What to do: Nothing but the lines below from the first through the one with "target | white uniform cap" should appear, printed exactly; please leave pictures out.

** Task data follows **

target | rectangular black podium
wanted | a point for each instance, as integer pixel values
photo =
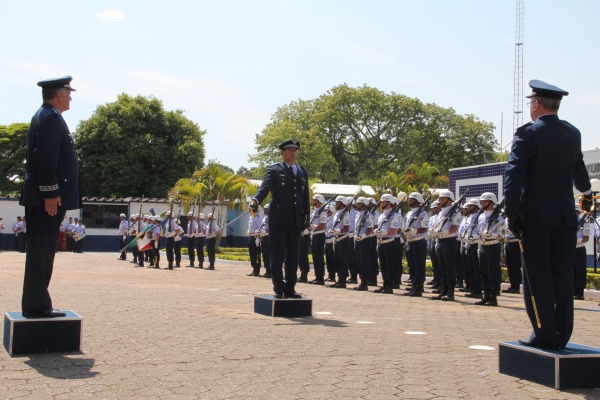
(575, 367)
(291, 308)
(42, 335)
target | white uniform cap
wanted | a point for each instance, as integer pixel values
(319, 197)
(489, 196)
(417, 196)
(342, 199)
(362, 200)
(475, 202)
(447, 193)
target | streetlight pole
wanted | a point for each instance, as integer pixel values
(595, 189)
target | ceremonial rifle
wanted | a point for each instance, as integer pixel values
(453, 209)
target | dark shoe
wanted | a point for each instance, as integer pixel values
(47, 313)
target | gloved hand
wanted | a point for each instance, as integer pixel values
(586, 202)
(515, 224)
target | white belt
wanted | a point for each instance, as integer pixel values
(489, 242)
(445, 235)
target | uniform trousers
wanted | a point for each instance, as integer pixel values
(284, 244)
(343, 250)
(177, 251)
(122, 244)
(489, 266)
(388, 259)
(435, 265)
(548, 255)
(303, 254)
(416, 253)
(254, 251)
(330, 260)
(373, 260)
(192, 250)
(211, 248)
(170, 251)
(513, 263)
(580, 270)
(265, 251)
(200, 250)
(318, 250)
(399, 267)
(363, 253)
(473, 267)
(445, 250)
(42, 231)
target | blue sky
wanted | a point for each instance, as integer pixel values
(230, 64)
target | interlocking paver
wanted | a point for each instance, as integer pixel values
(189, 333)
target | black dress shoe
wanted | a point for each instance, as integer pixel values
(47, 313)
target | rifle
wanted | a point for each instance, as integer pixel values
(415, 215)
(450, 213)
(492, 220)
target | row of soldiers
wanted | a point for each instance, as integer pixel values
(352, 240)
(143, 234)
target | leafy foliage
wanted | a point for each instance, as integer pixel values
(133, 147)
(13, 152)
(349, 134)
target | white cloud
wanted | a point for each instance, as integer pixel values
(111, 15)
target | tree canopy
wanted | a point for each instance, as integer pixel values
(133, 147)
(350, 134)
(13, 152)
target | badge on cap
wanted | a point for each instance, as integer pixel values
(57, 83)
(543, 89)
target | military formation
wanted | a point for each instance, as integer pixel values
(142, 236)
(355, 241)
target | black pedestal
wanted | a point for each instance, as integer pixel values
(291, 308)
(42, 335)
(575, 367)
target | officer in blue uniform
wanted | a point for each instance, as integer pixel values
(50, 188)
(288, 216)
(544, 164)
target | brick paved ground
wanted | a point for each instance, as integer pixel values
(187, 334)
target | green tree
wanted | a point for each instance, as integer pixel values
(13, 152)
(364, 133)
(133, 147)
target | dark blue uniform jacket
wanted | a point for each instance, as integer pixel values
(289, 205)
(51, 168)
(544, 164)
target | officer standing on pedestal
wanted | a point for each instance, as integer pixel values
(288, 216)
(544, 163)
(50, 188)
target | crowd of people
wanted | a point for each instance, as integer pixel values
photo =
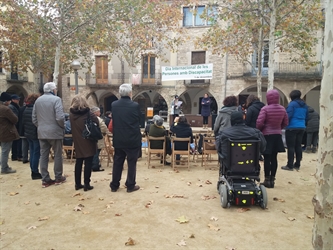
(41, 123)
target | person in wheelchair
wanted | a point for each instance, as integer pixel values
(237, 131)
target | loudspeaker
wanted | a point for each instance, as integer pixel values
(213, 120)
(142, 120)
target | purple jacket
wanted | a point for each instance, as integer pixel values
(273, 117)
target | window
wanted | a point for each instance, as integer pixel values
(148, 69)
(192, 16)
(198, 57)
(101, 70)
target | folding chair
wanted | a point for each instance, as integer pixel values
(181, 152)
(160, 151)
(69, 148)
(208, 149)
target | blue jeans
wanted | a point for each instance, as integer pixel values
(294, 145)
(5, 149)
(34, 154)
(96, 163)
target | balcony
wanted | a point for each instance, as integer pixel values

** End of Task data **

Finished task:
target | rectangular black podium
wanted | a point for each instance, as integer pixel values
photo =
(575, 367)
(291, 308)
(42, 335)
target | white uniform cap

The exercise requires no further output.